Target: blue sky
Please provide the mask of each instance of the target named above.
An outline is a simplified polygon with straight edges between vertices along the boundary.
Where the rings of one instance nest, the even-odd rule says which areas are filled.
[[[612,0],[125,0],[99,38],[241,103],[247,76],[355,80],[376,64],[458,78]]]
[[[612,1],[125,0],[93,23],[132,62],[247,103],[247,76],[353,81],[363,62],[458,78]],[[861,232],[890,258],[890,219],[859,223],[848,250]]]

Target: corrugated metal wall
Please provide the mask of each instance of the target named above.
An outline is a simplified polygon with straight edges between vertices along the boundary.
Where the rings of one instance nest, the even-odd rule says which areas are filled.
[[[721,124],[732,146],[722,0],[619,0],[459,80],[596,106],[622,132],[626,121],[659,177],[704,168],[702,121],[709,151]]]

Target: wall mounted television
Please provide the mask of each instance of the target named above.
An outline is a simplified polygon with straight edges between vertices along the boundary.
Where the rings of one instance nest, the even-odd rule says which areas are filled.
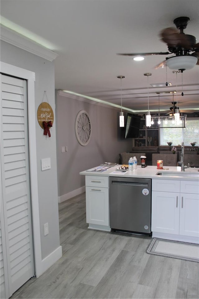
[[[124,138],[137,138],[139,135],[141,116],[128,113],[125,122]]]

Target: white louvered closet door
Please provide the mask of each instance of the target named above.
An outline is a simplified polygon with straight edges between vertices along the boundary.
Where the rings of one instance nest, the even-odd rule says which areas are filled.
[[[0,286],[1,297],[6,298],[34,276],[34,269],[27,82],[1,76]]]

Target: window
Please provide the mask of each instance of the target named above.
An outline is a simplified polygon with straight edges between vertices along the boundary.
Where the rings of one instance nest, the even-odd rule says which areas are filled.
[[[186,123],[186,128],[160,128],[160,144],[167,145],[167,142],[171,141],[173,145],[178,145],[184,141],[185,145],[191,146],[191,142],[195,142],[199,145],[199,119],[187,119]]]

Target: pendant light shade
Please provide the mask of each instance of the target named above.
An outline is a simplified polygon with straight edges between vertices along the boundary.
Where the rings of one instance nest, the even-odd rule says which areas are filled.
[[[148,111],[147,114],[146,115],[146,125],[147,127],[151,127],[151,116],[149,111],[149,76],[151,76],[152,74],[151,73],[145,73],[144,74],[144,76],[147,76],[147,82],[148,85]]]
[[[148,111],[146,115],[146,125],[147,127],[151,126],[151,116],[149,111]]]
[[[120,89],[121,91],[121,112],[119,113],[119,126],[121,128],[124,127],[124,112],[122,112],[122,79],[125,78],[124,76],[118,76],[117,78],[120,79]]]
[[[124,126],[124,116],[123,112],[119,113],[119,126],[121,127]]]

━━━━━━━━━━━━━━━━

## Exercise task
Express every line of the records above as a numbered list, omitting blank lines and leaving out the pictures.

## Complete output
1. Target: blue sky
2. Please provide the mask of each instance of the target named above.
3. An outline is a simplified polygon with straight edges between vertices along the boundary.
4. Where the rings of one instance nest, the even-odd rule says which areas are filled.
5. [[[612,0],[125,0],[99,38],[241,103],[247,76],[355,80],[376,64],[458,78]]]
6. [[[612,1],[125,0],[93,23],[132,62],[247,103],[247,76],[353,81],[363,62],[458,78]],[[861,232],[890,258],[890,219],[859,223],[848,250]]]
7. Target: corrugated metal wall
8. Please provide the mask of each instance of the target named above.
9. An outline is a simplified polygon with straight edges between vertices along the boundary.
10. Where the rings of one instance nest, the even-odd rule says which areas are filled.
11. [[[721,124],[732,146],[722,0],[619,0],[459,80],[596,106],[622,132],[626,121],[659,177],[704,168],[702,121],[709,151]]]
12. Target: wall mounted television
13. Please provide the mask of each instance of the target named above.
14. An outline is a simplified polygon with straight edges between vertices along the boundary.
15. Where the rings of one instance nest, the even-odd rule says which areas are filled.
16. [[[124,138],[137,138],[139,135],[141,116],[128,113],[125,122]]]
17. Target: white louvered closet door
18. Please provide the mask of each instance of the target named above.
19. An outline is a simplified polygon with straight edges between vertices along the boundary.
20. Where the rings of one instance nest, the even-odd rule says which areas are filled.
21. [[[0,286],[1,297],[6,298],[34,276],[34,269],[27,82],[1,76]]]
22. Target: window
23. Please provide the mask of each instance of the target named above.
24. An outline is a simplified polygon with straight edges between vertices along the boundary.
25. Where the rings of one instance nest, the even-odd rule says which areas are filled.
26. [[[186,123],[186,128],[160,128],[160,144],[167,145],[167,142],[171,141],[173,145],[178,145],[184,141],[185,145],[191,146],[191,142],[195,142],[199,145],[199,119],[187,119]]]
27. Target: pendant light shade
28. Please provide the mask of each instance of the target named above.
29. An outline is a simplified polygon with straight edges between vertices along the boundary.
30. Where the rings of one instance nest, the even-odd rule says which areas are filled.
31. [[[148,111],[147,114],[146,115],[146,125],[147,127],[151,127],[151,116],[149,111],[149,76],[151,76],[152,74],[151,73],[145,73],[144,74],[144,76],[147,76],[147,82],[148,85]]]
32. [[[148,111],[146,115],[146,125],[147,127],[151,126],[151,116],[149,111]]]
33. [[[120,89],[121,91],[121,112],[119,113],[119,126],[121,128],[124,127],[124,112],[122,112],[122,79],[125,78],[124,76],[118,76],[117,78],[120,79]]]
34. [[[124,126],[124,116],[123,112],[119,113],[119,126],[121,127]]]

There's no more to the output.